WRITTEN PROBLEM:
Repeat each of the rows below verbatim, omitting the pictures.

GIVEN RECORDS:
** Begin **

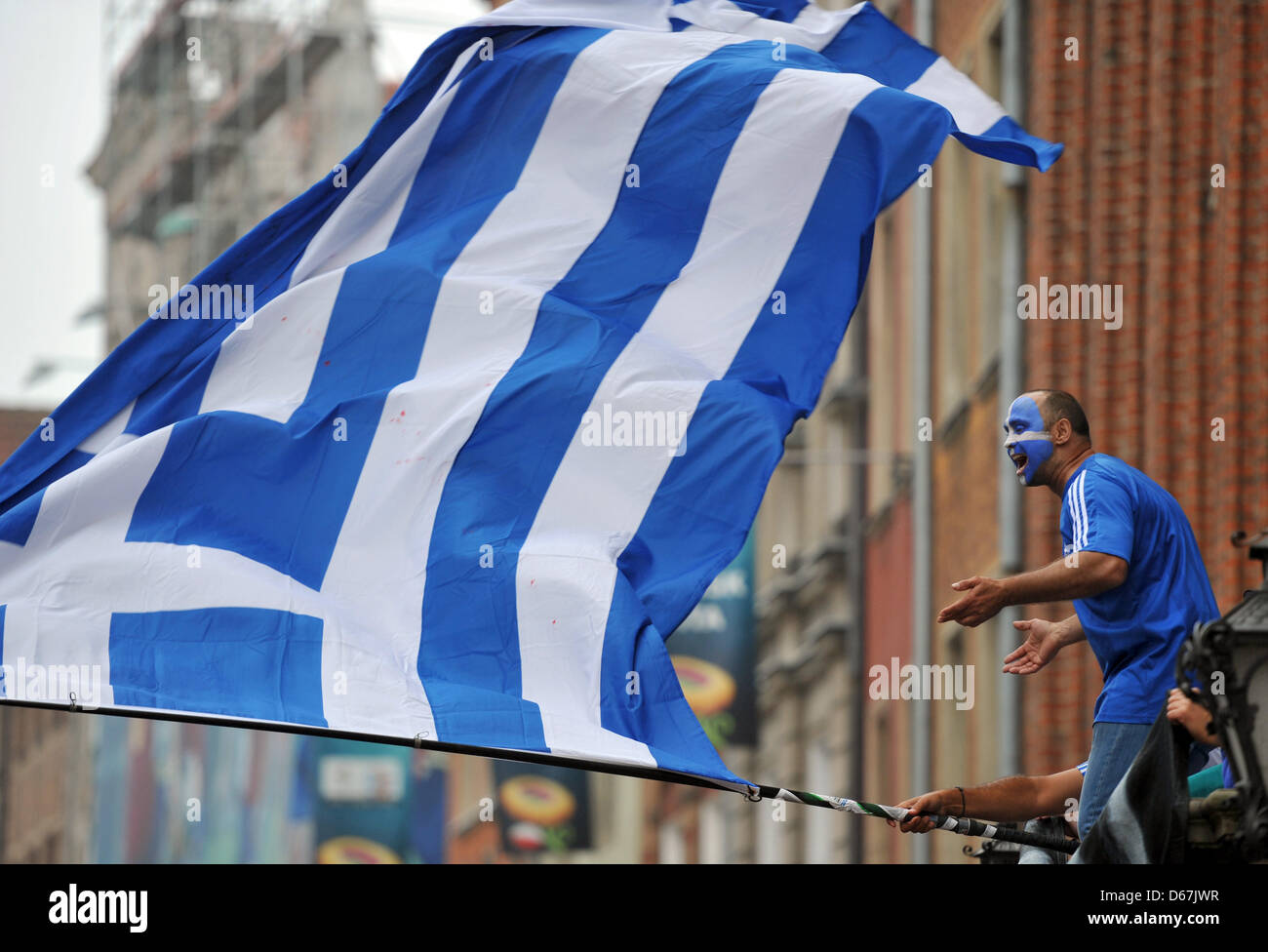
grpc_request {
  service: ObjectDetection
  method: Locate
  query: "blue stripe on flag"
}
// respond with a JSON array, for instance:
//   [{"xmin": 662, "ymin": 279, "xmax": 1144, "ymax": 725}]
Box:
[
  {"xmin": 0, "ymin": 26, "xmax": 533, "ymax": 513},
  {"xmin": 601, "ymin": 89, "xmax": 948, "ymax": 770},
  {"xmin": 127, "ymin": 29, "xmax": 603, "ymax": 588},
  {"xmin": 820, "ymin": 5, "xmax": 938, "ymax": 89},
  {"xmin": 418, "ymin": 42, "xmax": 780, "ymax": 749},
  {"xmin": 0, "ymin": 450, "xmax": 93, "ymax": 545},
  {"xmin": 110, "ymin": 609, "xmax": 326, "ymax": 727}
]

** End **

TASK RESULT:
grpc_request {
  service: ObjectDetection
  method: Locate
  query: "blue stripe on flag"
}
// respond with a JSON array, for instance:
//   [{"xmin": 662, "ymin": 279, "xmax": 1144, "ymax": 725}]
Box:
[
  {"xmin": 0, "ymin": 26, "xmax": 533, "ymax": 513},
  {"xmin": 601, "ymin": 89, "xmax": 948, "ymax": 770},
  {"xmin": 127, "ymin": 29, "xmax": 603, "ymax": 588},
  {"xmin": 820, "ymin": 5, "xmax": 938, "ymax": 89},
  {"xmin": 418, "ymin": 42, "xmax": 780, "ymax": 749},
  {"xmin": 0, "ymin": 450, "xmax": 93, "ymax": 545},
  {"xmin": 110, "ymin": 609, "xmax": 326, "ymax": 727}
]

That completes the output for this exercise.